== Source passage ==
_ _ _ _ _

Thanks for the DOWNER Sdaji....!!!!!!!!!!!!!!!!


----------



## Sdaji (Nov 21, 2007)

Viridae said:


> Sounds awesome! They are definitely on my to get list - waters sounds fantastic, I like an enclosure with a mix of land and water. What size do you recommend for a colony of three?



People may argue with me here, you could certainly get away with smaller, but a standard 3' aquarium (90x45x35cm) would be great. Most of the water skinks (genus Eulamprus) are equally good. Most commonly available are the Southern Water Skink (E. tympanum) and the Eastern Water Skink (E. quoyii). Common names may vary, scientific names won't.

You can do similar things with other skinks, but yeah, there certainly is a distinct appeal to the semi-aquatic enclosure


----------



## Sdaji (Nov 21, 2007)

jan said:


> Thanks for the DOWNER Sdaji....!!!!!!!!!!!!!!!!



As a licensed reptile holder, you need to be aware that they can inspect your home at any time. If they do, you are leaving yourself open to prosecution and losing your legally held animals. It would be irresponsible to say "Hooray! You've illegally poached wild reptiles! Good on you!" and ignore the possible legal issues. If I proudly posted pictures of a Green Python I'd illegally caught and said "Look at this snake I caught, it's laying eggs, they're in the incubator" I'd be ripped to shreds on this forum and the authorities would likely be banging on the door before I could blink. Apparently some animals have a lower value than others, that's fine, I'm not here to preach, but whether or not you care about poaching, the law does and you're at risk.


----------



## jan (Nov 21, 2007)

Just when l was feeling good....(but not laughing)


----------



## jan (Nov 21, 2007)

Its ok l'll ring the DSE tomorrow....it will all be cool.

@#%$ l shouldnt have "shared that one" for everybodies interest!!


----------



## Sdaji (Nov 21, 2007)

jan said:


> Just when l was feeling good....(but not laughing)



Do what you like, I'm not going to dob you in or preach, I just thought I'd make you aware that you're advertising an illegal activity you're carrying out. In the eyes of the law it's basically the same as having poached any other species. Yes, a magistrate is unlikely to take skink poaching as seriously as snake poaching, but if staff from the deparment wanted to, they could confiscate all of your animals and give you a fine. Don't shoot the messenger, I'm just letting you know the situation.

_ _ _ _ _

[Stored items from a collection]

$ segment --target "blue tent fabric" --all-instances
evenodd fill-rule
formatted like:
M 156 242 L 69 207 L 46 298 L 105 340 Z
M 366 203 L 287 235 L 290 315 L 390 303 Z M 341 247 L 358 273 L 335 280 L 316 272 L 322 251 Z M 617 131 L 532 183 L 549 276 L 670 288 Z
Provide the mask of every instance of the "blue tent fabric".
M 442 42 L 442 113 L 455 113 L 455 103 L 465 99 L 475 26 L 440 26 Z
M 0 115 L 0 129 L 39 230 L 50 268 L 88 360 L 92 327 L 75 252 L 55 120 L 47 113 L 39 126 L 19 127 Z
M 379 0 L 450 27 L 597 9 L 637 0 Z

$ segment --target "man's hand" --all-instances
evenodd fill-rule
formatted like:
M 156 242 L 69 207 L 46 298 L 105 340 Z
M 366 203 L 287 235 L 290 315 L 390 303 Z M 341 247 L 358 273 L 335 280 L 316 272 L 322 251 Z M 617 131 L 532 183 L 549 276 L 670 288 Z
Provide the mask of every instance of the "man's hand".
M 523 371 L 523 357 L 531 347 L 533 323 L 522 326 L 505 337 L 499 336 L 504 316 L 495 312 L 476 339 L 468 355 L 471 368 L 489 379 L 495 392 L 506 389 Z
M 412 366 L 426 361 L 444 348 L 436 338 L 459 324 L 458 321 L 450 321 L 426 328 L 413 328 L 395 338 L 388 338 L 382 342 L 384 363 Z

_ _ _ _ _

== Stated task 1 ==
From the forum thread, copy everything from "As a licensed" down to "you're at risk.".
== Stated task 2 ==
In the forum thread, what enclosure does Sdaji say would be great for a colony of three water skinks?
== Stated task 3 ==
For each statement, say whether the forum thread agrees and quote the words that decide it. (a) The Eastern Water Skink's scientific name is E. quoyii. (b) Sdaji announces a plan to report jan to the authorities. (c) jan says a call to the DSE will be made the next day.

== Complete answer 1 ==
As a licensed reptile holder, you need to be aware that they can inspect your home at any time. If they do, you are leaving yourself open to prosecution and losing your legally held animals. It would be irresponsible to say "Hooray! You've illegally poached wild reptiles! Good on you!" and ignore the possible legal issues. If I proudly posted pictures of a Green Python I'd illegally caught and said "Look at this snake I caught, it's laying eggs, they're in the incubator" I'd be ripped to shreds on this forum and the authorities would likely be banging on the door before I could blink. Apparently some animals have a lower value than others, that's fine, I'm not here to preach, but whether or not you care about poaching, the law does and you're at risk.

== Complete answer 2 ==
A standard 3' aquarium (90x45x35cm).

== Complete answer 3 ==
(a) Yes: "the Eastern Water Skink (E. quoyii)"
(b) No: "I'm not going to dob you in or preach"
(c) Yes: "Its ok l'll ring the DSE tomorrow"